Collected data:
○ ○ ○ ○
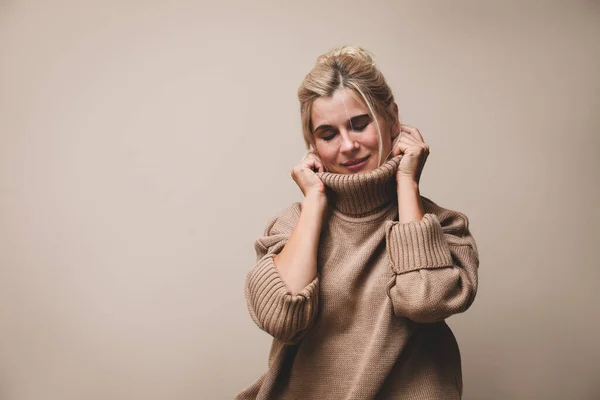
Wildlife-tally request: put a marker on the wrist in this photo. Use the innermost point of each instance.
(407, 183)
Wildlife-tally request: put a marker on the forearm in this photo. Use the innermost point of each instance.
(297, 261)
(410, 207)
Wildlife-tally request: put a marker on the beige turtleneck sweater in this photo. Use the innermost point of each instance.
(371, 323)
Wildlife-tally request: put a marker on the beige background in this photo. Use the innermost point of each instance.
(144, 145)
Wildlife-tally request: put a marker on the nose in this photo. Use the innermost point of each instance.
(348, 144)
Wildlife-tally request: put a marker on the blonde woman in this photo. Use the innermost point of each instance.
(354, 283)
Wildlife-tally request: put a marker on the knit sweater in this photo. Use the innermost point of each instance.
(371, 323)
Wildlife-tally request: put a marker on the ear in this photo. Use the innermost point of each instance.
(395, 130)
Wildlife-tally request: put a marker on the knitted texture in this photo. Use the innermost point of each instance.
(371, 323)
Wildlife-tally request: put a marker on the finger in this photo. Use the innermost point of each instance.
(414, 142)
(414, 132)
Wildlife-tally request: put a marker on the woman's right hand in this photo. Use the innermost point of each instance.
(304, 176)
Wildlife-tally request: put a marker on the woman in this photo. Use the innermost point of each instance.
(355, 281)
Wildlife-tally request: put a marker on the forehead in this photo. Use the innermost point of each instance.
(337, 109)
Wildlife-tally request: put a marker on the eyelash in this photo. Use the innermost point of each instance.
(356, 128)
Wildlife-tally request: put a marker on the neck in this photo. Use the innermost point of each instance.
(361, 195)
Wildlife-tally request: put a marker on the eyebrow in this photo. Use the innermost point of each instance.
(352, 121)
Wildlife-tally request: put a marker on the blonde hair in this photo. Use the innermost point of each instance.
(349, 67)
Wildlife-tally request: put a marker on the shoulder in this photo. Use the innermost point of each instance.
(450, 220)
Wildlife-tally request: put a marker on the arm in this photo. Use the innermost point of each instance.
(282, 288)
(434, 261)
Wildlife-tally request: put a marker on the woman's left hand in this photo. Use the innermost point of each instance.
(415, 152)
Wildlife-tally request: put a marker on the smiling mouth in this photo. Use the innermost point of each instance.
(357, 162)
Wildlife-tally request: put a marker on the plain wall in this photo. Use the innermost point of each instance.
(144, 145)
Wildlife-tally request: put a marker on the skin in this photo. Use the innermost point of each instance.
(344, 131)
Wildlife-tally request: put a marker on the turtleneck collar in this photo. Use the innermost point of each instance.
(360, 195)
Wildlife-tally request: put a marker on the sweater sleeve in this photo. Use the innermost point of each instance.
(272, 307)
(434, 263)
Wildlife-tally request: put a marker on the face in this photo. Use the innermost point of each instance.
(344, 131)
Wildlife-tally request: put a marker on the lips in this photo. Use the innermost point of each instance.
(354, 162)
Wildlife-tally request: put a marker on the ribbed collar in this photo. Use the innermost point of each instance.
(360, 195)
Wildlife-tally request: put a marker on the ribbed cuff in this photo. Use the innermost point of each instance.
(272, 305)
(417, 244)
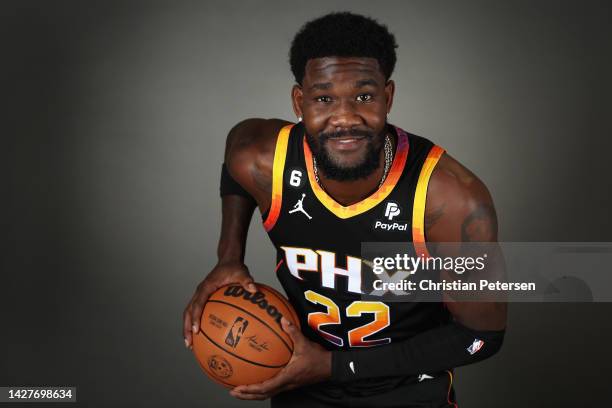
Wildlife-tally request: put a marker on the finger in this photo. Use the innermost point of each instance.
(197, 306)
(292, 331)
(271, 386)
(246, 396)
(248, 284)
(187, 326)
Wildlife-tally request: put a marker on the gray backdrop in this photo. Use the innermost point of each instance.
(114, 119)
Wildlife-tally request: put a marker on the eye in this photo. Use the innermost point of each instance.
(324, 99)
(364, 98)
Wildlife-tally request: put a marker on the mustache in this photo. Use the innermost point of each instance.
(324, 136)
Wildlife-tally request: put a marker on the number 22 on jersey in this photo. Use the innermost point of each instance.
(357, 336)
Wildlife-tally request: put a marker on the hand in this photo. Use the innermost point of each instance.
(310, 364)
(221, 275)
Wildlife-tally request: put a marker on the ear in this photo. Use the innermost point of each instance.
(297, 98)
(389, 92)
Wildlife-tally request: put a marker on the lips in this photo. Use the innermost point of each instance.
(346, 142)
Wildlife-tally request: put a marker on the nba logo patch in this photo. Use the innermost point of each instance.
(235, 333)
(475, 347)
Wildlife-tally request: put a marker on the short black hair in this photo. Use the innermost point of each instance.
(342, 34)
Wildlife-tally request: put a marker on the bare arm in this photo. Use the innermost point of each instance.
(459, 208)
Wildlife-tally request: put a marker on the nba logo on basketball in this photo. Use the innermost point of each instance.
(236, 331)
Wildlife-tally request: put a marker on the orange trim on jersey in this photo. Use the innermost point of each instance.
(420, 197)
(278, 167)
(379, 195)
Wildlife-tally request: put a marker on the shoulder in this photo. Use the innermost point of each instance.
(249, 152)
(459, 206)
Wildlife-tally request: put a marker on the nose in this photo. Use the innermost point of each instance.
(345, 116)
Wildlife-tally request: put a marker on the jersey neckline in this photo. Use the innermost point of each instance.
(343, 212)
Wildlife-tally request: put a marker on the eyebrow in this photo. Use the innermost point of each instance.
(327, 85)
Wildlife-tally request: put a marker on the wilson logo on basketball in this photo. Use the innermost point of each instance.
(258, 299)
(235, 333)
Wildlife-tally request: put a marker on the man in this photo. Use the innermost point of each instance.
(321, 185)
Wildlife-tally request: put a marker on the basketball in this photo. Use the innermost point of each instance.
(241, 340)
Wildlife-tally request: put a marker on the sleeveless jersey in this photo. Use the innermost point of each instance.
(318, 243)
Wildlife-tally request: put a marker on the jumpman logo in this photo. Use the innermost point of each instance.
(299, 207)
○ ○ ○ ○
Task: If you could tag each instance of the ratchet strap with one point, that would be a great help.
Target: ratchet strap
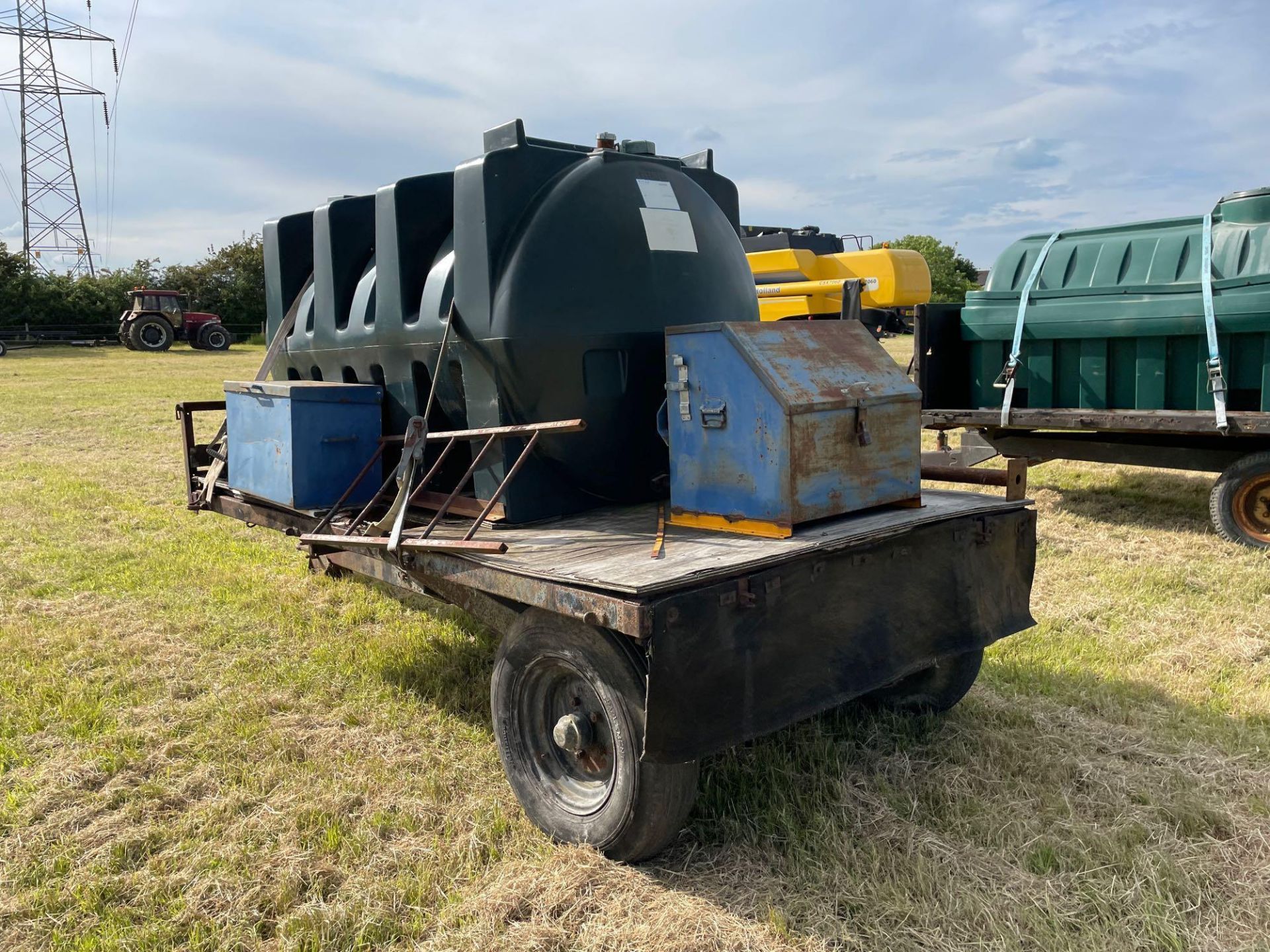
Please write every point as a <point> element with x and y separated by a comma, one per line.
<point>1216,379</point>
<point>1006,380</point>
○ ○ ○ ○
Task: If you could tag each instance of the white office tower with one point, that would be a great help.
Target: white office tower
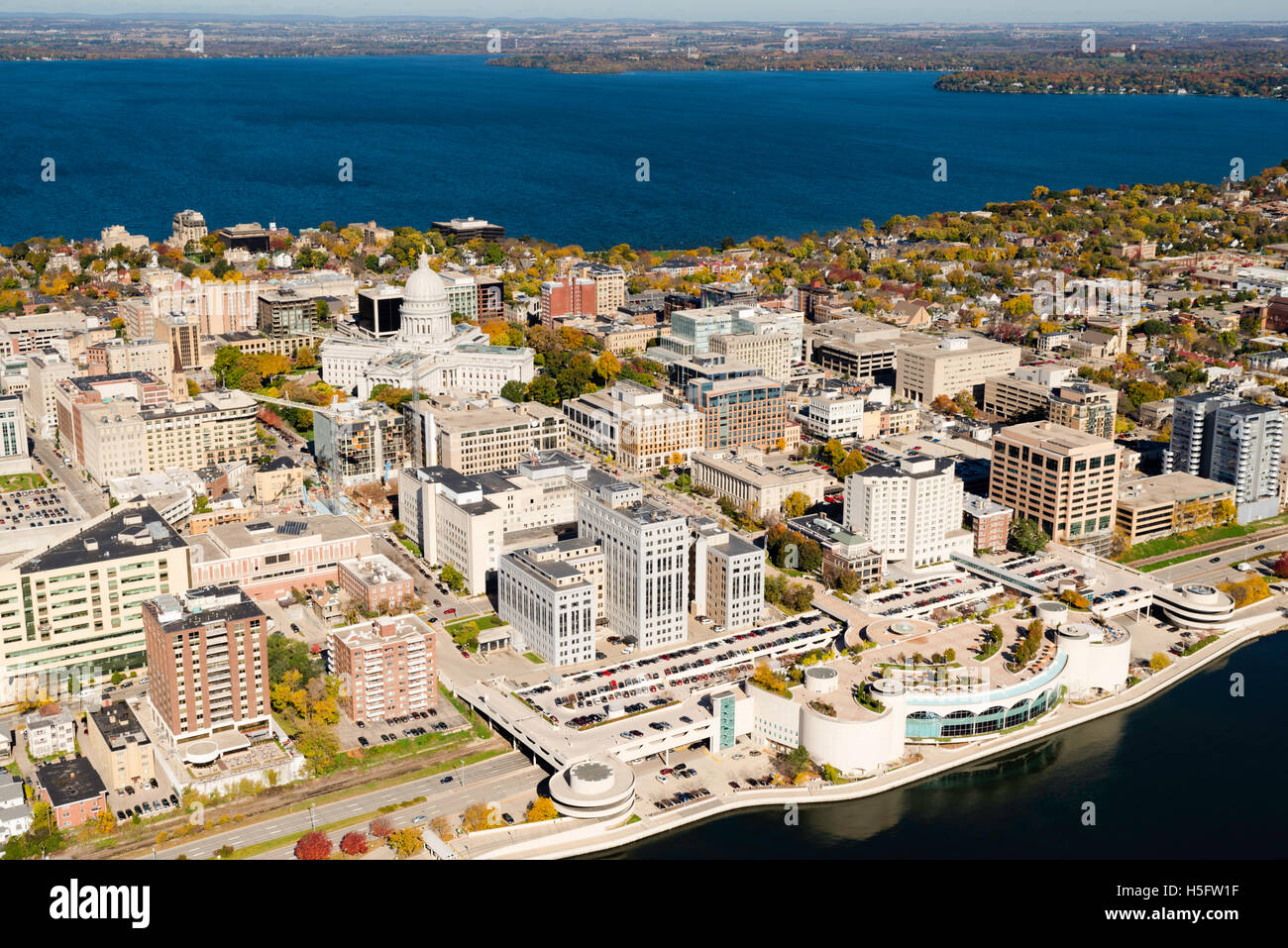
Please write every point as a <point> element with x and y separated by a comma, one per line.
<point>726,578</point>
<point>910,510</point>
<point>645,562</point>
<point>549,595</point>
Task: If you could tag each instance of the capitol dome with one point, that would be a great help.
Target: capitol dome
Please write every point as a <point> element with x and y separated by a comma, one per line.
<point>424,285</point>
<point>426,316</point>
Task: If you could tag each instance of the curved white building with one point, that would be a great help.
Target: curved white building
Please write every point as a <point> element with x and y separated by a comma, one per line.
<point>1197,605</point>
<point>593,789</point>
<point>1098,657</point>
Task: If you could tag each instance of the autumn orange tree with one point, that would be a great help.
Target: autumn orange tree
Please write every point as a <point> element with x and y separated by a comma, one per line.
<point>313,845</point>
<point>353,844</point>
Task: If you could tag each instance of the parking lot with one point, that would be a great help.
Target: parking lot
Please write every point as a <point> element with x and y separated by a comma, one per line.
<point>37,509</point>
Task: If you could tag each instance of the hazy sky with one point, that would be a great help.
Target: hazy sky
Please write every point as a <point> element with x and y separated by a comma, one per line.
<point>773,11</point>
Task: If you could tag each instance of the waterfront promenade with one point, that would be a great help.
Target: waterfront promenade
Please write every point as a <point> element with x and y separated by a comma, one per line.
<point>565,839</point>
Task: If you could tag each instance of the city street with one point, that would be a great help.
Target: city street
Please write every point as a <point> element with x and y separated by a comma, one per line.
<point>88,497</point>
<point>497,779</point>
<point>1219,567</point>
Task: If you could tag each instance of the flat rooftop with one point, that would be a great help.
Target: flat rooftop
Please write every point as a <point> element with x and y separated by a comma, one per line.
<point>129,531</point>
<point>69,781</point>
○ ○ ○ ○
## WHAT TO WORK ON
Please return, unchanged, the lines of the material above from the line with "Task: If you could tag each instance of the parking" to the line with "<point>773,11</point>", including both.

## OUTPUT FOR THIS EXERCISE
Task: If you could tag each instance of the parking lot with one point, that would be a great help.
Target: parking lot
Please write every point as a <point> element with x and y separated by a comma, one per line.
<point>37,509</point>
Task: If you could tag each instance of the hazy sky with one point, that would be a great help.
Target: hazy sky
Please write every point as a <point> element with x and y separated by a comma, one per line.
<point>773,11</point>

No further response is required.